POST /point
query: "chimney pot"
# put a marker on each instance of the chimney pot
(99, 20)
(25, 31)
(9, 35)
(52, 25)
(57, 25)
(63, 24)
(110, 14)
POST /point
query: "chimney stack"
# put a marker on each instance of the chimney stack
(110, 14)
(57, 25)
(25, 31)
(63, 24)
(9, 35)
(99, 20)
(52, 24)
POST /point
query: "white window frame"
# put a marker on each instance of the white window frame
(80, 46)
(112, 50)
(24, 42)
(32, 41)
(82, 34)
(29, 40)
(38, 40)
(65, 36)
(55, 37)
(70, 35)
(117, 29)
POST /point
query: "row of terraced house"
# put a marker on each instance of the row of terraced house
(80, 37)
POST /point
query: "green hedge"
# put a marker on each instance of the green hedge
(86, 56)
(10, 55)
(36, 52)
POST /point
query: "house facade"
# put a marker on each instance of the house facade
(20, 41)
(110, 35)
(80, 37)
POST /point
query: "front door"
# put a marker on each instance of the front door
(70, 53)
┄┄┄┄┄┄┄┄┄┄┄┄┄┄┄┄┄┄┄┄
» GOAL:
Copy out all of the records above, line for line, with every character unchanged.

» OUTPUT:
POST /point
query: "chimney pot"
# put a marker on each instance of the chimney pot
(99, 20)
(25, 31)
(9, 35)
(52, 25)
(57, 25)
(63, 24)
(110, 14)
POST /point
query: "chimney stack"
# put a marker on each instance of the chimney stack
(110, 14)
(57, 25)
(25, 31)
(63, 24)
(9, 35)
(99, 20)
(52, 24)
POST /point
query: "white window frame"
# put a marker on each instance of the white window frame
(80, 46)
(112, 50)
(24, 42)
(32, 41)
(82, 34)
(29, 40)
(38, 40)
(65, 36)
(55, 37)
(70, 35)
(117, 29)
POST /point
query: "row of terraced house"
# put a marker on each instance of the row of terraced house
(80, 37)
POST /point
query: "green hedge"
# put a marker on each instance of the green hedge
(86, 56)
(10, 55)
(36, 52)
POST /point
query: "house facade"
# put a marker on each instance of the house facade
(20, 41)
(110, 35)
(80, 37)
POST /point
query: "front door"
# put a marker on each instance of the front door
(70, 53)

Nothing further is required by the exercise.